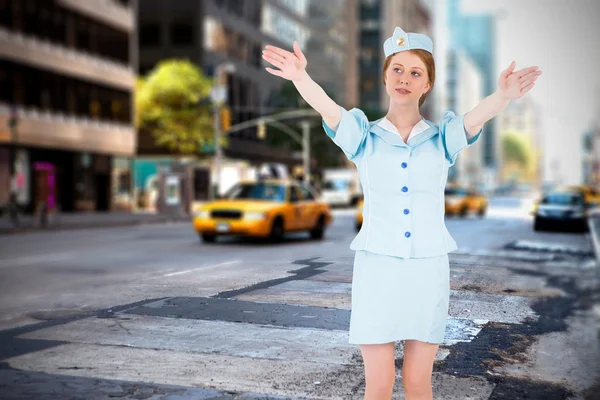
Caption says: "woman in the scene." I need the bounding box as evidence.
[263,28,541,400]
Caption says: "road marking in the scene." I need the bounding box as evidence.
[0,252,74,269]
[164,260,242,276]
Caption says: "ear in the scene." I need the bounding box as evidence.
[423,83,431,94]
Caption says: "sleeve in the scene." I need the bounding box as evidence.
[323,107,369,160]
[440,111,483,165]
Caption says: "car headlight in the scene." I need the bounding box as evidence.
[196,210,210,219]
[244,212,267,221]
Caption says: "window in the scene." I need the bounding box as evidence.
[139,23,160,46]
[300,186,315,201]
[171,22,194,46]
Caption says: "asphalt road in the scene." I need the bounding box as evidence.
[0,198,600,399]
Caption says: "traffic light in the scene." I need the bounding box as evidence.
[257,121,267,139]
[221,106,231,132]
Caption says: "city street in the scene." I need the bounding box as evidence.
[0,198,600,400]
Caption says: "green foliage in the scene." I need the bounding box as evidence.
[135,60,214,154]
[502,132,532,168]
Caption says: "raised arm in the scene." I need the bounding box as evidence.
[465,61,542,139]
[263,41,342,130]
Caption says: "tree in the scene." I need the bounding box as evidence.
[135,60,214,154]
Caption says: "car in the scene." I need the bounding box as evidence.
[533,191,594,231]
[564,185,600,204]
[193,179,333,243]
[354,199,365,232]
[444,185,488,217]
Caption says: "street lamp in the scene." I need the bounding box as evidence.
[210,62,235,198]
__________________________________________________
- **Written instruction**
Please update the data from its start through the line containing "[0,198,600,399]", both ends included, so that "evidence" becomes "proof" and everything else stays the same. Leave the picture out of your answer.

- **Solved problem**
Caption says: "woman in the scene." I need the bounding box as proof.
[263,28,541,400]
Caption says: "road marking in the scene." I need the bounding box as proof.
[0,252,74,269]
[164,260,242,276]
Caption says: "ear in the scene." I need the bounding box as proof.
[423,83,431,94]
Caption says: "sleeve in the scene." I need the bounding box as proof.
[323,107,369,160]
[440,111,483,165]
Caption says: "car headlight in the scene." I need the bounding box as proof.
[196,210,210,219]
[244,212,267,221]
Caption says: "window in the scene." I need the bounding box as proof.
[139,23,160,46]
[300,186,315,201]
[171,22,194,46]
Caption says: "asphalt road in the scene." I need the bounding box as proof.
[0,198,600,399]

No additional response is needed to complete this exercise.